Turning to the retail segment, which has experienced the most volatile performance, Sinopharm Accord noted that amid the challenge of declining gross margins, besides large-scale store closures, its private brand business achieved strong growth in both volume and profit—sales surged 75.6% year-on-year, pushing the gross margin of regular business at directly-operated stores up 1.25% against the trend.
On the other hand, the company has strengthened collaboration with industrial partners. In the first half of 2025, sales of 13 core cooperative products at Guoda Pharmacy rose 11.3% year-on-year. Leveraging Sinopharm Group’s full industrial chain advantages, it has converted internal industrial resources into retail competitiveness, achieving a 23.4% year-on-year increase in synergistic sales.
Sinopharm Accord recently approved a proposal on the adjustment of its headquarters organizational structure. Under the leadership of the new management team, the company expects to deliver further positive performance surprises in 2026.

=== WHAT THIS TASK INVOLVES ===
Condense the paragraph in the Sinopharm Accord retail excerpt that begins "On the other hand" into a short bulleted list that keeps its main facts.

=== ENTRIES SHOWN ===
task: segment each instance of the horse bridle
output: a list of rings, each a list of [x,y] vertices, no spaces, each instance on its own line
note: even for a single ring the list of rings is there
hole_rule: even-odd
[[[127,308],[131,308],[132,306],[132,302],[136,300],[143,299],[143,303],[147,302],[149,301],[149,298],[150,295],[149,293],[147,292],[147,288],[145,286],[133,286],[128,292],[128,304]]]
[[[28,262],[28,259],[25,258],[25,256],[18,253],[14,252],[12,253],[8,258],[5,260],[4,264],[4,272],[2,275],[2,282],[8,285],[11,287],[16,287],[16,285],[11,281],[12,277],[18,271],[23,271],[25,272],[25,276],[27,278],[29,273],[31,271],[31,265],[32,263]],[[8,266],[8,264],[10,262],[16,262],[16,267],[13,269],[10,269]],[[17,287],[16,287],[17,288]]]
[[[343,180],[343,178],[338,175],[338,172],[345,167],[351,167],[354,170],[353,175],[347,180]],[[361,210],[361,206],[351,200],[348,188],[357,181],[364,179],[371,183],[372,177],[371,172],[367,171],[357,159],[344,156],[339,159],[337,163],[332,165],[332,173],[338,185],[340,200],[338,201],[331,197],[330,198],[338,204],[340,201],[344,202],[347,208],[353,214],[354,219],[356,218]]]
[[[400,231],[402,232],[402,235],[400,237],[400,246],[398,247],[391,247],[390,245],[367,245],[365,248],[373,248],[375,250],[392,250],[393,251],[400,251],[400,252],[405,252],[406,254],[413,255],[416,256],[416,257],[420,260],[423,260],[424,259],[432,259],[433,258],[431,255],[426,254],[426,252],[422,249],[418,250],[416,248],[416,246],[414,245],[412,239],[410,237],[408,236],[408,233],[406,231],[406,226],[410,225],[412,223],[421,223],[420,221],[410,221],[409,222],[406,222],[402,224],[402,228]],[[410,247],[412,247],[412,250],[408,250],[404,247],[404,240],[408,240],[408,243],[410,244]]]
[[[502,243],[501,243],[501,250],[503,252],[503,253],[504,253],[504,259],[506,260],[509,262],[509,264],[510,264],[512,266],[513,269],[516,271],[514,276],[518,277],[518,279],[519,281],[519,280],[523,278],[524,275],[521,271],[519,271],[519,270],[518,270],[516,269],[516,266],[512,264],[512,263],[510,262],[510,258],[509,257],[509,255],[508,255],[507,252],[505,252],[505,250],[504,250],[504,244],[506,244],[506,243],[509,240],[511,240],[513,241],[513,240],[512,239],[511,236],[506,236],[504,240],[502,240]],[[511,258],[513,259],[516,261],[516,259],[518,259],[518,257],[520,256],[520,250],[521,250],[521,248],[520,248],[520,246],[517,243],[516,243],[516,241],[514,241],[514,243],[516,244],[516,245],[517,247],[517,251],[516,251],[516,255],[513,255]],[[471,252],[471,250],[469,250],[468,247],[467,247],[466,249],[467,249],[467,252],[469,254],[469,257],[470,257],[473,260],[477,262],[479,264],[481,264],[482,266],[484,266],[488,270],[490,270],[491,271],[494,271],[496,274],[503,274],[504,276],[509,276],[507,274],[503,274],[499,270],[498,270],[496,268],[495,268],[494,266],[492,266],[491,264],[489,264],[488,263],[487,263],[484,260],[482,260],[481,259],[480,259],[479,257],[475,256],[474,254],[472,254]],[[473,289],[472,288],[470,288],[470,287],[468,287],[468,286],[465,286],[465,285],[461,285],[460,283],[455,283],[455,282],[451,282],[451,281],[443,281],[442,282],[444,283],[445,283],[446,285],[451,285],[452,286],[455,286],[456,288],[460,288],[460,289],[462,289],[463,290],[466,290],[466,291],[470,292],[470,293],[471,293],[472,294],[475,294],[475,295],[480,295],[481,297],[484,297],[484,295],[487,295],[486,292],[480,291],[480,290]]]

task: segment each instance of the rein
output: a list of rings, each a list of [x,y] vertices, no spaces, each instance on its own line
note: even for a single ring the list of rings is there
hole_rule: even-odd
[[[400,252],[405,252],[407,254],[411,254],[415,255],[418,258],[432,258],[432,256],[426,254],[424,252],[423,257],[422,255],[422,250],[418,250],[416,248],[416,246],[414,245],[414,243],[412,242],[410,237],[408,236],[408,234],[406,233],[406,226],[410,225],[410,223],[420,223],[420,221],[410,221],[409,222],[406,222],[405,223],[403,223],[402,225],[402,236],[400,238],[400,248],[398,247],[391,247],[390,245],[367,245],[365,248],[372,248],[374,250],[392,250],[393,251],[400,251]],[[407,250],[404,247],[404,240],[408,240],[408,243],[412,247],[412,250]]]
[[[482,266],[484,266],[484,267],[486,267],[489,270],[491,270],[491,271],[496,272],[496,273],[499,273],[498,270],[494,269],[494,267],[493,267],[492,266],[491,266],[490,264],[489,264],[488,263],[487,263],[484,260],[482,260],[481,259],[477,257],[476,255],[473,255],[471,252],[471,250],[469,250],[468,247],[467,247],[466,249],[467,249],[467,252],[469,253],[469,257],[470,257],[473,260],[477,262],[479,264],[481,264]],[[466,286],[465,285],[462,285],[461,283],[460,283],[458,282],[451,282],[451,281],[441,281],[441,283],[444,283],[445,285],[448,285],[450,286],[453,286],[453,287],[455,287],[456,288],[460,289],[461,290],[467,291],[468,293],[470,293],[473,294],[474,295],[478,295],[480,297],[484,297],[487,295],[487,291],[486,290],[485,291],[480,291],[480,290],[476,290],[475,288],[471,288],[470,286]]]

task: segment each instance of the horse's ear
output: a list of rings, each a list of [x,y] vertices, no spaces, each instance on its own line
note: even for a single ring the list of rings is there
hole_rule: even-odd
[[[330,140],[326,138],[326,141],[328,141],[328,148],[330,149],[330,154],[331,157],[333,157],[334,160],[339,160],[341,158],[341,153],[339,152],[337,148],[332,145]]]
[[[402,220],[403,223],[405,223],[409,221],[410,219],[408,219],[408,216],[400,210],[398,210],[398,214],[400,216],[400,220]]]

=== SOLUTION TO THE EXERCISE ===
- The company has strengthened collaboration with industrial partners.
- In the first half of 2025, sales of 13 core cooperative products at Guoda Pharmacy rose 11.3% year-on-year.
- Using Sinopharm Group's full industrial chain advantages, it turned internal industrial resources into retail competitiveness.
- Synergistic sales rose 23.4% year-on-year.